Assignment >>
All of the data is to be printed again exactly as it appears.

Dataset excerpts >>
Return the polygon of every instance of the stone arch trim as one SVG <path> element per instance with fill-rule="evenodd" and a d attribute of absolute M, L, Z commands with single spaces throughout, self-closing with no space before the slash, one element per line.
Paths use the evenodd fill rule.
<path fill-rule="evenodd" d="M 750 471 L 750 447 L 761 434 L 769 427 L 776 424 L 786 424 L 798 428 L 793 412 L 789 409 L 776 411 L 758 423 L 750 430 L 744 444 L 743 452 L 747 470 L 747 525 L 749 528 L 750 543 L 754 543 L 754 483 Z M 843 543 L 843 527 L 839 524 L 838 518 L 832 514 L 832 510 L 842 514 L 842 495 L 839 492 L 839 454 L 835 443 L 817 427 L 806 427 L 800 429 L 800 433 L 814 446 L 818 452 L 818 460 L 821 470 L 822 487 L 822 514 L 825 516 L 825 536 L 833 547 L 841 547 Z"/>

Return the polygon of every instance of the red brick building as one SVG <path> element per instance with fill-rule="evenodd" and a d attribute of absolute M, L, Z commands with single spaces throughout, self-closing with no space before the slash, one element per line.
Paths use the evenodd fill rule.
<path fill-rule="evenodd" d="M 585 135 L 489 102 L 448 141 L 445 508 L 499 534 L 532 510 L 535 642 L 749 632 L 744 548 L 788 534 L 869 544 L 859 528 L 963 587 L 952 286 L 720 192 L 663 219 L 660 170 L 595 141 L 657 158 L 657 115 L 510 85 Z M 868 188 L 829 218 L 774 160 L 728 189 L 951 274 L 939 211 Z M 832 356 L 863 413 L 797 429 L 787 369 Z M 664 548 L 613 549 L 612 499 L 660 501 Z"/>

Exercise output >>
Return the polygon of every instance of the stone arch trim as one SVG <path> element per instance with fill-rule="evenodd" and a d attribute of absolute M, L, Z commands with single spaces throughout, self-closing with no space before the slash, one element per line.
Paths use the evenodd fill rule.
<path fill-rule="evenodd" d="M 750 471 L 750 447 L 761 434 L 769 427 L 776 424 L 786 424 L 798 428 L 793 412 L 789 409 L 776 411 L 758 423 L 750 430 L 744 444 L 743 452 L 747 470 L 747 525 L 749 528 L 750 543 L 754 543 L 754 483 Z M 843 543 L 843 527 L 839 524 L 838 518 L 832 514 L 832 510 L 842 514 L 842 495 L 839 492 L 839 454 L 835 443 L 817 427 L 806 427 L 800 429 L 800 433 L 814 446 L 818 452 L 818 460 L 821 470 L 822 487 L 822 514 L 825 516 L 825 536 L 833 547 L 841 547 Z"/>

Return the polygon of every instance of the red brick building as one SVG <path> element per instance with fill-rule="evenodd" and a d attribute of absolute M, L, Z commands with single spaces throughout, self-closing with no space before the slash, one element per line.
Paths use the evenodd fill rule.
<path fill-rule="evenodd" d="M 585 135 L 489 102 L 448 141 L 445 508 L 499 534 L 532 510 L 535 642 L 749 632 L 744 548 L 788 534 L 869 544 L 859 528 L 963 587 L 952 286 L 720 192 L 663 219 L 660 170 L 595 141 L 657 158 L 657 115 L 510 85 Z M 868 188 L 829 218 L 774 160 L 728 189 L 951 274 L 939 211 Z M 832 356 L 863 413 L 797 429 L 787 369 Z M 664 548 L 613 549 L 612 499 L 660 501 Z"/>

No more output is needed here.